▸ EXERCISE DIRECTIONS: The whole listing needs to be restated word for word.

══ PROVIDED RECORDS ══

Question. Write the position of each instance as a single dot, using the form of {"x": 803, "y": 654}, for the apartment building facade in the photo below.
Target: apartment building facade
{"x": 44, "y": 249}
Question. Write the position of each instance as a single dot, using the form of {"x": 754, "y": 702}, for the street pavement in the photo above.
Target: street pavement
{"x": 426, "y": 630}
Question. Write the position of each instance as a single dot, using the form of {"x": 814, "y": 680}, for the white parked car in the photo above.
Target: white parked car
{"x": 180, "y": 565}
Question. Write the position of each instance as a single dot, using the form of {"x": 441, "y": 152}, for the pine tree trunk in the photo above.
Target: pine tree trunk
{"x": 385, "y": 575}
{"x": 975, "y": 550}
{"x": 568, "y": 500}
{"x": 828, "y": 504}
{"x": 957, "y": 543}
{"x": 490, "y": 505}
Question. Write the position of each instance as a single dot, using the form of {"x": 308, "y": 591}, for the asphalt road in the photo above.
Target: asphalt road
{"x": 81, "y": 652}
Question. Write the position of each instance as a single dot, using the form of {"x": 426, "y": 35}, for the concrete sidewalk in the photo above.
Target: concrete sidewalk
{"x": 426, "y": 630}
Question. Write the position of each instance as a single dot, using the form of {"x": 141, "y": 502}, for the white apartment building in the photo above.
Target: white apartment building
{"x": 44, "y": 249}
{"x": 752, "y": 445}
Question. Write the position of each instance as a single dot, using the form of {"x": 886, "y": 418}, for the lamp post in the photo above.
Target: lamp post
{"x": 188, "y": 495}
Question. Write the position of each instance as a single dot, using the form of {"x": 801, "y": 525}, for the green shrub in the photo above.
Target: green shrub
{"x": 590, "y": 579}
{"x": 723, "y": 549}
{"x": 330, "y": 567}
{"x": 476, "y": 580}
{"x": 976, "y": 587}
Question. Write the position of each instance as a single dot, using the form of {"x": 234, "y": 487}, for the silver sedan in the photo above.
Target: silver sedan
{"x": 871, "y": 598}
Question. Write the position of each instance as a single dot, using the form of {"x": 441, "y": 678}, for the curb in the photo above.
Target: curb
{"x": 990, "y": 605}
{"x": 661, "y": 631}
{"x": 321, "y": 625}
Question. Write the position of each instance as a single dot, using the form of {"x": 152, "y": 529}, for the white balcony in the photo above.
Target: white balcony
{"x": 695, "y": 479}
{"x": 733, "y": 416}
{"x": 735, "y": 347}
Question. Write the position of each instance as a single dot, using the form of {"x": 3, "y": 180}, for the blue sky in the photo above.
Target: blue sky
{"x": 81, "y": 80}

═══

▸ ANSWER SECTION:
Question. Write the position of each instance as a single dot, using the form of {"x": 803, "y": 654}, for the apartment building facade in the photo below.
Target: apartment building facade
{"x": 44, "y": 249}
Question. Write the position of each instance as a single dot, using the form of {"x": 754, "y": 702}, for the street pavement in the photo above.
Target: street pavement
{"x": 426, "y": 630}
Question. Write the position of each instance as a single dot, using the form of {"x": 814, "y": 680}, for the white parked car in the photo above.
Target: white parked car
{"x": 180, "y": 565}
Question. Write the position of each instance as a single dot, using the form of {"x": 441, "y": 152}, for the pine tree trunk in the photo above.
Target: pine tree trunk
{"x": 385, "y": 575}
{"x": 975, "y": 550}
{"x": 568, "y": 500}
{"x": 828, "y": 504}
{"x": 957, "y": 543}
{"x": 490, "y": 505}
Question. Write the position of each instance as a single dot, using the form of {"x": 308, "y": 591}, for the asphalt road in the photo above.
Target: asphalt road
{"x": 81, "y": 652}
Question. Write the position of each instance as a single dot, using the form of {"x": 426, "y": 35}, for the concrete sidewalk in the photo above.
Target: concrete sidewalk
{"x": 426, "y": 630}
Question. Write the position of each instance as a single dot, using the form of {"x": 141, "y": 502}, for the white apartment building in the photo above.
Target: white apartment building
{"x": 44, "y": 249}
{"x": 752, "y": 445}
Question. Write the position of each instance as a single dot, using the form of {"x": 886, "y": 418}, for the lamp post in the photo above.
Target: lamp post
{"x": 188, "y": 495}
Question. Write the position of each instance as a single dot, using the form of {"x": 801, "y": 525}, for the green shrub in the photo above.
Target: green shrub
{"x": 590, "y": 579}
{"x": 723, "y": 549}
{"x": 330, "y": 567}
{"x": 476, "y": 580}
{"x": 976, "y": 587}
Question. Write the position of each instance as a single dot, using the form of {"x": 234, "y": 487}, for the silver sedan in the photo above.
Target: silver sedan
{"x": 871, "y": 598}
Question. Write the position of each instance as a single dot, using the form of {"x": 441, "y": 678}, for the curb in the photo above.
Target: curb
{"x": 990, "y": 605}
{"x": 661, "y": 631}
{"x": 321, "y": 625}
Question. Write the position of each instance as a single dot, using the form of {"x": 152, "y": 529}, for the white balcony in the photo above.
Target: white balcony
{"x": 695, "y": 479}
{"x": 733, "y": 416}
{"x": 735, "y": 347}
Question. Write the position of each instance as a single dot, using the form of {"x": 3, "y": 180}, for the blue sky in the photo above.
Target: blue sky
{"x": 81, "y": 80}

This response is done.